▶ **EXERCISE AIM**: Can you print every record below exactly as written?

▶ **RECORDS FOR THIS EXERCISE**:
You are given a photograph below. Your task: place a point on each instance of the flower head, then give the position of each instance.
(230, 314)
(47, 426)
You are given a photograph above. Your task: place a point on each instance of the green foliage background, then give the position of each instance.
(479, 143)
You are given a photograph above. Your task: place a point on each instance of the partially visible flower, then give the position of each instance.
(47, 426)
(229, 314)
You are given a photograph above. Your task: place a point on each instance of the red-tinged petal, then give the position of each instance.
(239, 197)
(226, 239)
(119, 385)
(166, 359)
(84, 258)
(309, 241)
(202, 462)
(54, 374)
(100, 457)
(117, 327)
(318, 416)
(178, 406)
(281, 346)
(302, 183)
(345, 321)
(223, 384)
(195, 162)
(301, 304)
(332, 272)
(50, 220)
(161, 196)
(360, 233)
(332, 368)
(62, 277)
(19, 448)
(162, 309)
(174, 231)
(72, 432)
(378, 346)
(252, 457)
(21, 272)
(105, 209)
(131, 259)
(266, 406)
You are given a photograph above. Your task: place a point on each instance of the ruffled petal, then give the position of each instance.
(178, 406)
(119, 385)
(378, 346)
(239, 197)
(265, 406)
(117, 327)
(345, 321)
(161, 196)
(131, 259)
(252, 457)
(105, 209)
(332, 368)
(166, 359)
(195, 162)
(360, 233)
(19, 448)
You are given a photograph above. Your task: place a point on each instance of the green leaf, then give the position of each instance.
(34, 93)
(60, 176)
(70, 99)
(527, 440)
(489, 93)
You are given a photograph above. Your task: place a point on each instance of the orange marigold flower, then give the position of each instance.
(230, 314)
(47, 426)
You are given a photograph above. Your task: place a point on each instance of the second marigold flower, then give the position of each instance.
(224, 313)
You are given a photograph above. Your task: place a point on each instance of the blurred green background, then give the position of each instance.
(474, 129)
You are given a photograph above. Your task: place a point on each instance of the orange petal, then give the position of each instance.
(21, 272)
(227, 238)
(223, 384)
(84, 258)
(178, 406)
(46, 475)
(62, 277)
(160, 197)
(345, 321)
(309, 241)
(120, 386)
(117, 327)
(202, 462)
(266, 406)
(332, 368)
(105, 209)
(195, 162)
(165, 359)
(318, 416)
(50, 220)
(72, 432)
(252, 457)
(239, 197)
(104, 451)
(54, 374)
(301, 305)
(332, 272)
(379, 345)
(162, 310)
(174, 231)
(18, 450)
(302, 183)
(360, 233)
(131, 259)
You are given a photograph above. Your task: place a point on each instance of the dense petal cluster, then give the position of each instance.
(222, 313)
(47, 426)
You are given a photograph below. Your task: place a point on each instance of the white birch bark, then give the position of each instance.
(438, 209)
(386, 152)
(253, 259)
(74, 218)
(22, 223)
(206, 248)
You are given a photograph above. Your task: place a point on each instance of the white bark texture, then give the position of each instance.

▶ **EXERCISE ANSWER**:
You are given a photograph below. Your task: place a point on each instance of the flower head, then give the position of each instance.
(230, 314)
(47, 426)
You are given a photograph above. Your task: place a point on each instance of the green foliage background, then give the position of each instance.
(479, 143)
You are given a photograph above. Your task: place a point on each instance of the partially visible flower, then give the position of each instance.
(47, 426)
(229, 314)
You are given a photograph above. Your task: place a point on each instance of the red-tinged petal, then give the position of each instance.
(239, 197)
(226, 239)
(119, 385)
(166, 359)
(84, 258)
(309, 241)
(202, 462)
(54, 374)
(100, 457)
(117, 327)
(318, 416)
(178, 406)
(281, 346)
(302, 183)
(345, 321)
(223, 384)
(195, 162)
(301, 304)
(332, 272)
(50, 220)
(161, 196)
(360, 233)
(332, 368)
(62, 277)
(19, 448)
(162, 309)
(174, 231)
(72, 432)
(378, 346)
(252, 457)
(21, 272)
(105, 209)
(131, 259)
(266, 406)
You are given a photograph above. Your task: place a point on each instance of the ruffled petal, then give the position of each instance.
(178, 406)
(119, 385)
(378, 346)
(239, 197)
(265, 406)
(117, 327)
(345, 321)
(161, 196)
(131, 259)
(252, 457)
(105, 209)
(332, 368)
(166, 359)
(195, 162)
(360, 233)
(19, 448)
You are given a photograph above. Your task: place a point on each instance of the green leaf, then give the position of each instance.
(34, 93)
(60, 176)
(70, 99)
(527, 440)
(489, 93)
You are given a photograph above. Your task: place a point on each instance of the orange marigold flower, then give the position of each instance.
(230, 314)
(47, 426)
You are given a photograph above. Your task: place a point on each instance of the second marigold flower, then give the position of each instance.
(224, 313)
You are given a photograph above. Your task: place a point on each instance of the blurred green background, then give the position of each instance.
(474, 129)
You are given a photograph above. Your task: place a point on each instance of the orange petal, then give the position of each instance.
(21, 272)
(227, 238)
(223, 384)
(84, 258)
(178, 406)
(46, 475)
(62, 277)
(160, 197)
(345, 321)
(309, 241)
(120, 386)
(117, 327)
(202, 462)
(266, 406)
(332, 368)
(105, 209)
(195, 162)
(165, 359)
(318, 416)
(50, 220)
(72, 432)
(252, 457)
(239, 197)
(104, 451)
(54, 374)
(301, 305)
(332, 272)
(379, 345)
(162, 310)
(174, 231)
(18, 450)
(302, 183)
(360, 233)
(131, 259)
You are given a photograph above. Your task: place a point on each instance of the dense petal cluster, then give the position of each instance.
(222, 313)
(47, 426)
You are given a photograph below. Your task: place a point on each instance of the white birch bark, then give the position of each instance.
(438, 209)
(386, 152)
(253, 259)
(74, 218)
(22, 223)
(206, 248)
You are given a photograph above. Your task: place a point on each instance of the white bark texture, then give the position of each instance.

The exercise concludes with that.